**What to work on**:
Output only the lines of the entries that follow, starting at the one with "Query: metal gate" and running down to the one with "Query: arched window", both included and unchanged.

++++ Data to process ++++

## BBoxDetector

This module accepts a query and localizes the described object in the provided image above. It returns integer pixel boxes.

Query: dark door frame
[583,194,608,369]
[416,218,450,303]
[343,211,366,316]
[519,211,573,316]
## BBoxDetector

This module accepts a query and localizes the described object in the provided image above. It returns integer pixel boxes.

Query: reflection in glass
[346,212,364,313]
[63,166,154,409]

++++
++++ Data to process ++++

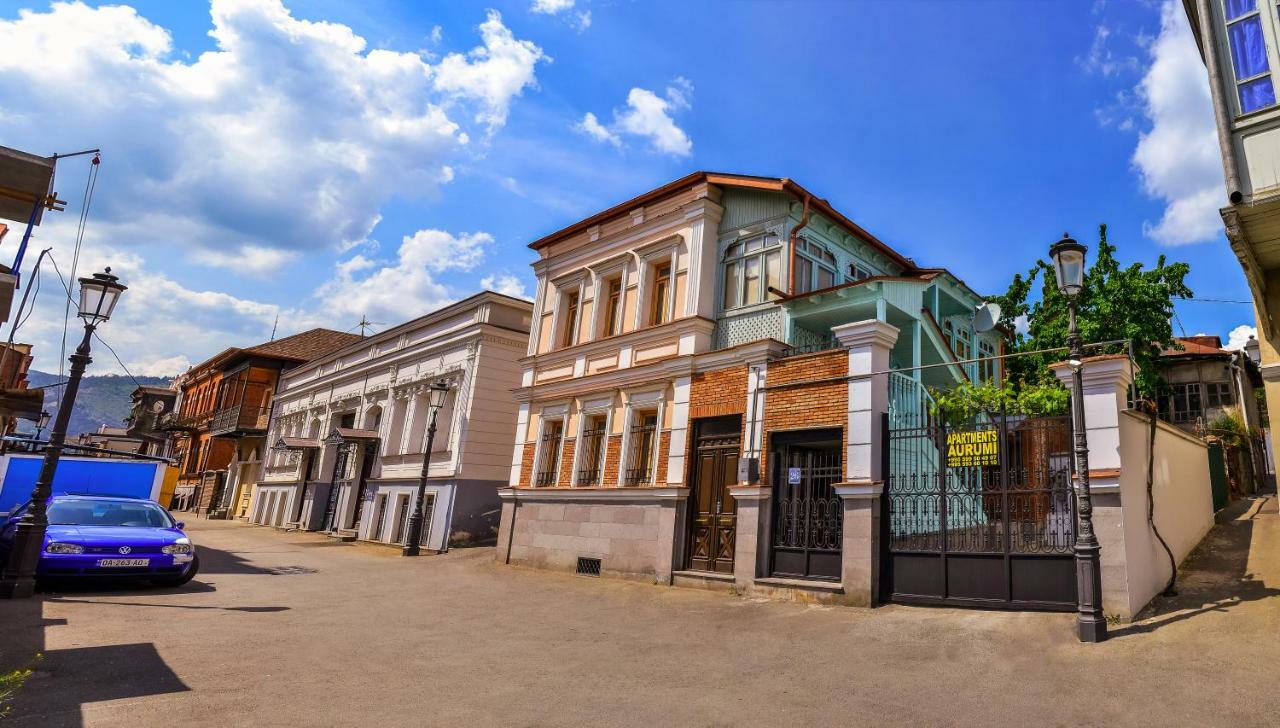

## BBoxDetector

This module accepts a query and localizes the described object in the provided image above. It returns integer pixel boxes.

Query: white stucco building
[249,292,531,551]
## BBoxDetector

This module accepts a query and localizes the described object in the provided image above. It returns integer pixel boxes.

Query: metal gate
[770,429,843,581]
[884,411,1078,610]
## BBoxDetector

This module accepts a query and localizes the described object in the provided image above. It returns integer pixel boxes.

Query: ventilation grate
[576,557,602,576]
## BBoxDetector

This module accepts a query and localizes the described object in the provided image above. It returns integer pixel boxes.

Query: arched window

++++

**Task response**:
Query: metal gate
[770,429,843,581]
[884,411,1078,610]
## BBoxDetector

This module accepts a query and localizes the described object in the provided image above. It returns integer pixel boxes.

Query: ventilation grate
[576,557,602,576]
## BBoxDetector

This module accepts a query and localizes the described object in the provided image above. It returns integer pixel boxes.

Query: arched window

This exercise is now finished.